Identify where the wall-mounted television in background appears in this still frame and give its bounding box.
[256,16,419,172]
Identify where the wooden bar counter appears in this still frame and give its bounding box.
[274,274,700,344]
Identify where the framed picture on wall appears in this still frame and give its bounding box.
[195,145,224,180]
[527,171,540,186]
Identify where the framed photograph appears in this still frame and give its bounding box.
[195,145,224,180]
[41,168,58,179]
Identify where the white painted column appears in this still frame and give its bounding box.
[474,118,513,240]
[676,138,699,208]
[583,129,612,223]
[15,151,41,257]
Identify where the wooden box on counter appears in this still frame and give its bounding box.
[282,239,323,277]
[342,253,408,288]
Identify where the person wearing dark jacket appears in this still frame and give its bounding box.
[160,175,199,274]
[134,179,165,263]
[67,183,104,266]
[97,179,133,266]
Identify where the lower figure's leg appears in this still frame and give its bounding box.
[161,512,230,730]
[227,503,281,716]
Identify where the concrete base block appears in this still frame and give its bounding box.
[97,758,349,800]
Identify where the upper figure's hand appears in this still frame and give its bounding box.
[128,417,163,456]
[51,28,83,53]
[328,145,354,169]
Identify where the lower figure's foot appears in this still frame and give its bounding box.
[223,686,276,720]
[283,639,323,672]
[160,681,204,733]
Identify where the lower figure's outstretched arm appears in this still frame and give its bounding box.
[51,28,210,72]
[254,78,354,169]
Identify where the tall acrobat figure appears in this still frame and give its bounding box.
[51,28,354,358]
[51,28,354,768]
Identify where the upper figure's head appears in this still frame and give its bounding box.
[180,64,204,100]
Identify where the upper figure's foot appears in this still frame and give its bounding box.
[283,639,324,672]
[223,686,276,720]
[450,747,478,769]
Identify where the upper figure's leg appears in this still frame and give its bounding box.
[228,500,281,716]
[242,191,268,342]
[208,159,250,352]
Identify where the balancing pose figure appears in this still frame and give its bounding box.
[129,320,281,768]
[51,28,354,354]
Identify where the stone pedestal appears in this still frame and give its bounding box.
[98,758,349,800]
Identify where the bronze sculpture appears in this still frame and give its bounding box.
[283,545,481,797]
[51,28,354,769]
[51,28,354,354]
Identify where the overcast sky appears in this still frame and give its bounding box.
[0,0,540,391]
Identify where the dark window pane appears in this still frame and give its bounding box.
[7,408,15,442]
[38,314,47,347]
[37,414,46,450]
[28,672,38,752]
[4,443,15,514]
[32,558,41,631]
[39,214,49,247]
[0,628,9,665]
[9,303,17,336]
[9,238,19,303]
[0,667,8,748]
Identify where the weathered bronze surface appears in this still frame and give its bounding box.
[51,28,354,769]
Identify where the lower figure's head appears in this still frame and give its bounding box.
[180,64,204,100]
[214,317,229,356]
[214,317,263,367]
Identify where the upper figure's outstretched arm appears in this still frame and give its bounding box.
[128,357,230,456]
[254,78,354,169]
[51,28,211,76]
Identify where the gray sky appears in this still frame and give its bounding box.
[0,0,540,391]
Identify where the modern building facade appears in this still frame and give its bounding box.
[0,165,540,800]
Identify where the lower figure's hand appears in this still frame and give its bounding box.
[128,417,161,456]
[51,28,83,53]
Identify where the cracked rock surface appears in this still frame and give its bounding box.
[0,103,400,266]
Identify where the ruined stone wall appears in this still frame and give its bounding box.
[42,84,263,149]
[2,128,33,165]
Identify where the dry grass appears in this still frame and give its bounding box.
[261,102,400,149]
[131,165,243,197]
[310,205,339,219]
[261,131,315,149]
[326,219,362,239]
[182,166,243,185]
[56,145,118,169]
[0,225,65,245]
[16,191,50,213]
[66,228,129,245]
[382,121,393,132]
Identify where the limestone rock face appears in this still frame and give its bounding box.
.....
Reproduce the data above, from its first line through the line containing "[51,28,354,768]", as a numbered list, omitting blank lines.

1. Identify where the wall-mounted television in background appears in this still frame and give its bounding box.
2. [256,16,419,172]
3. Identify where the wooden bar counter appears in this still frame and give its bounding box.
4. [274,274,700,344]
5. Identify where the framed picture on wall appears in this still frame and give its bounding box.
6. [195,145,224,180]
7. [527,171,540,186]
8. Identify where the framed photograph appears in this still frame and give its bounding box.
9. [195,145,224,180]
10. [41,168,58,179]
11. Identify where the white painted column appears in this still frame and give its bounding box.
12. [474,118,513,240]
13. [676,138,699,208]
14. [583,129,612,223]
15. [15,151,41,257]
16. Identify where the wooden box on counter appears in this still frame and give its bounding box.
17. [282,239,323,277]
18. [342,253,408,288]
19. Identify where the person wearing dark jacket appears in this still frame and give its bounding box.
20. [160,175,199,274]
21. [134,179,165,263]
22. [67,183,104,266]
23. [97,179,133,266]
24. Identify where the lower figure's leg appears in this still frame and give its bounding box.
25. [161,512,230,730]
26. [227,503,281,716]
27. Identify where the concrete base block appears in this still frame and give its bounding box.
28. [97,758,349,800]
29. Identify where the upper figure's hand appears in this still frame and give its bounding box.
30. [128,417,163,456]
31. [51,28,83,53]
32. [328,145,354,169]
33. Identify where the lower figure's foot appears in this still frame and give its bounding box.
34. [223,686,276,720]
35. [283,639,323,672]
36. [160,681,204,733]
37. Identify where the lower figure's outstretched arm appears in this still frame and give its bounding box.
38. [51,28,210,72]
39. [254,78,354,169]
40. Identify where the tall acrobat figure appears in this still frame and give its bounding box.
41. [51,28,354,358]
42. [51,28,354,768]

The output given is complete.